───── RECORD SET ─────

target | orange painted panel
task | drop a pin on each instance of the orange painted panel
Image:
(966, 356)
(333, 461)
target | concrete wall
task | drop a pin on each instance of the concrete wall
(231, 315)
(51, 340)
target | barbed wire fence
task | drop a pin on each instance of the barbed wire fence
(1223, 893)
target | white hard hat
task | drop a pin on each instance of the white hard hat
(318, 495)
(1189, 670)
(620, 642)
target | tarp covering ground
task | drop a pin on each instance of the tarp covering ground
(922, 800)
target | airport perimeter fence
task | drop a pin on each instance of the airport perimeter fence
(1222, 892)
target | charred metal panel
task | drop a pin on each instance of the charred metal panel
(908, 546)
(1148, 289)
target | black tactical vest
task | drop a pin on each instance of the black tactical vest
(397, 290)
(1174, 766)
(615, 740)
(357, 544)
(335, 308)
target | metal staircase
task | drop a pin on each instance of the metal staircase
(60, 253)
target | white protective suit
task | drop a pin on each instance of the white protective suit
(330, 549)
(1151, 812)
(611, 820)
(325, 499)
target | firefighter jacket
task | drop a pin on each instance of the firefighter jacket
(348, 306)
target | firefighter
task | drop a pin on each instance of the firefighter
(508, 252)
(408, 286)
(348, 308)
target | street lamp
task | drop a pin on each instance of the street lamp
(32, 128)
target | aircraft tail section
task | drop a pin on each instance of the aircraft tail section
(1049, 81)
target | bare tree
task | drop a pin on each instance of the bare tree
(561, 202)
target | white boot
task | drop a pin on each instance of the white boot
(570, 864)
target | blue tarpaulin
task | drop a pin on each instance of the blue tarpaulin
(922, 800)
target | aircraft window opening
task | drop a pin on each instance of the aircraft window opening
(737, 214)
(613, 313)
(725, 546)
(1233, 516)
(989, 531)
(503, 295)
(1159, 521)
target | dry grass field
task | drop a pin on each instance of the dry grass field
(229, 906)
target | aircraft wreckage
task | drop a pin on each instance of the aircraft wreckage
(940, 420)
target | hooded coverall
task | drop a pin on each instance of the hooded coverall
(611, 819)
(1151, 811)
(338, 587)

─────

■ **SET PROBLEM**: Please arrange every line of the entries above as a numbered list, omitting any blank lines.

■ **ANSWER FOR THIS EXERCISE**:
1. target | orange painted panel
2. task | drop a pin on each instance of the orange painted panel
3. Image:
4. (966, 356)
5. (333, 461)
6. target | concrete wall
7. task | drop a pin on each instance of the concrete wall
8. (231, 315)
9. (51, 340)
10. target | barbed wire fence
11. task | drop a pin on each instance of the barbed wire fence
12. (1223, 893)
13. target | white hard hat
14. task | drop a pin on each instance of the white hard hat
15. (318, 495)
16. (1189, 670)
17. (620, 642)
18. target | tarp covering ground
19. task | drop a pin on each instance of the tarp covering ground
20. (922, 800)
21. target | airport perimeter fence
22. task | drop a pin on each instance of the airport perimeter fence
23. (1222, 892)
24. target | charred metal panel
25. task | drop a pin on each instance of the charred metal panel
26. (908, 546)
27. (1148, 289)
28. target | black tactical vest
29. task | drop a pin on each instance of the black tactical vest
30. (397, 290)
31. (1174, 766)
32. (615, 740)
33. (357, 544)
34. (335, 308)
35. target | metal staircase
36. task | drop a pin on each instance of the metal staircase
37. (60, 253)
38. target | white protective suit
39. task | drop a pin on each instance of the white protective suit
40. (330, 549)
41. (1151, 812)
42. (611, 820)
43. (325, 499)
44. target | firefighter jacket
45. task | drop a pin on each instance of the firefighter jacket
46. (348, 306)
47. target | firefighter
48. task | drop a pin on each instance of the firefighter
49. (508, 252)
50. (408, 286)
51. (348, 308)
52. target | street lamp
53. task | drop a pin on each instance of the street lamp
54. (32, 128)
55. target | aircraft tail section
56. task | drop a pin on each instance of the aircraft tail section
57. (1049, 81)
58. target | bare tree
59. task | drop a pin on each instance of the bare tree
60. (561, 202)
61. target | white boot
62. task | drop a pin on each instance of the white boot
63. (570, 864)
64. target | blue tarpaulin
65. task | drop a pin on each instance of the blue tarpaulin
66. (922, 800)
67. target | aircraft window opening
68. task | drop a pin on each instance of the aircraft window opening
69. (737, 214)
70. (613, 313)
71. (725, 546)
72. (1233, 516)
73. (989, 531)
74. (503, 295)
75. (1159, 521)
76. target | dry grass field
77. task | drop a pin on each instance of the dry grass field
78. (229, 906)
79. target | aircraft wreckage
80. task | drop a pin on each instance of the aircraft wreckage
81. (940, 420)
82. target | hooded coverall
83. task | drop a pin on each instance of the hooded coverall
84. (611, 819)
85. (1151, 811)
86. (338, 587)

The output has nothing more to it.